* [Written task] Copy out the data from the line containing "Annotation guideline — the target class is green" down to the line containing "205;216;217;280", including both of those lines and leaving the requests unchanged. Add -112 to every bounding-box coordinate in the answers.

* [Photo labels with bounding boxes]

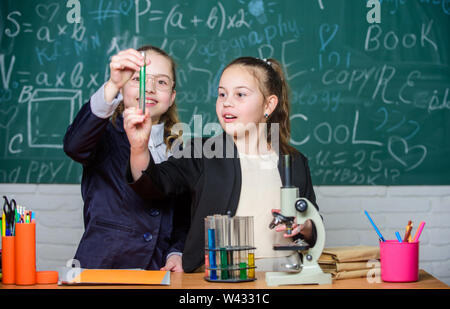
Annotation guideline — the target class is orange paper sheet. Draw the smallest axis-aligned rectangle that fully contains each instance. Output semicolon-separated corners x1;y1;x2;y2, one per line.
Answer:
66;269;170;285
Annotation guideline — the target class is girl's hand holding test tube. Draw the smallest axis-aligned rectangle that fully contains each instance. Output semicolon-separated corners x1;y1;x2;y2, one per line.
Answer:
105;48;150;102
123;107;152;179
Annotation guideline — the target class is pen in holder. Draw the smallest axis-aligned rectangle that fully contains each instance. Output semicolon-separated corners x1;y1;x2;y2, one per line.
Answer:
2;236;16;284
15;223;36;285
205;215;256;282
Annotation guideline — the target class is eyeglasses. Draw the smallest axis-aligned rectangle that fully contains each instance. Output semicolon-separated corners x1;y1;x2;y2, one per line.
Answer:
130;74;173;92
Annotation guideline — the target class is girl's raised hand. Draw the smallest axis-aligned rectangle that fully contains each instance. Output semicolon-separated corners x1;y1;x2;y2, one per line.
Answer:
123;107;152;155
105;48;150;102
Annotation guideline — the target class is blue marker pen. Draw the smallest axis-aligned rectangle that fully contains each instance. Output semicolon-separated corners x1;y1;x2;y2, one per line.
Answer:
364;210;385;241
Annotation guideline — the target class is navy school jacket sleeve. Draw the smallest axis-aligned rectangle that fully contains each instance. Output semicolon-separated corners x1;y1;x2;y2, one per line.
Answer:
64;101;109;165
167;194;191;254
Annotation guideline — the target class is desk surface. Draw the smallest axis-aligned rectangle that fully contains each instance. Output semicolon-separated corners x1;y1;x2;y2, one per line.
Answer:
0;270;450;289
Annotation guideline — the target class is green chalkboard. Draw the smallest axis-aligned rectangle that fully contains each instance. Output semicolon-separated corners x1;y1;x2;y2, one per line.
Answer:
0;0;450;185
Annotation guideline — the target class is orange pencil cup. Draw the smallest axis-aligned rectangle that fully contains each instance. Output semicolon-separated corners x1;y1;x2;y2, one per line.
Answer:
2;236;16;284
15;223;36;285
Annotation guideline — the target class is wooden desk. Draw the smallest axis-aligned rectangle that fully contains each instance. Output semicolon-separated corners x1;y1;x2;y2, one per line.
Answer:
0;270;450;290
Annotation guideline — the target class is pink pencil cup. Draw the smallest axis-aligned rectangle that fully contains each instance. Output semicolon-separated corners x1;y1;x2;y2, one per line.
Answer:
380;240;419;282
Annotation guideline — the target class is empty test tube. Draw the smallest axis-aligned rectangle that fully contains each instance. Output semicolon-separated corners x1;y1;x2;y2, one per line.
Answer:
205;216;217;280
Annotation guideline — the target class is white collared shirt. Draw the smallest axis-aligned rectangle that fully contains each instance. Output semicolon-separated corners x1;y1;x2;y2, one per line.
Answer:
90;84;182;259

* [Task answer]
Annotation guideline — the target class is green chalkboard. Draw the smallest axis-aligned rectangle that fully contains each instance. Output semicolon-separated corners x1;y1;x2;y2, one per line.
Answer:
-112;-112;338;73
Annotation guideline — the target class is orange pencil cup. Draw the smallest axis-aligned rectangle that fully contains each instance. Output semicolon-separated corners x1;y1;x2;y2, one per line.
Answer:
-110;124;-96;172
-97;111;-76;173
Annotation guideline — the target class is wooden desk. Draw the smallest axis-aligned rectangle that fully contains each instance. Output semicolon-separated corners x1;y1;x2;y2, one per line.
Answer:
-112;158;338;178
Annotation guideline — the target class is pink pencil cup. Draw the smallest axis-aligned rectangle that fully contains each instance. Output semicolon-separated corners x1;y1;x2;y2, one per line.
Answer:
268;128;307;170
Annotation guideline — the target class is empty test tube. Draw the smallest axis-aligned rectangle that fully contains each instance. Output semicolon-separated corners x1;y1;x2;y2, one per line.
Answer:
93;104;105;168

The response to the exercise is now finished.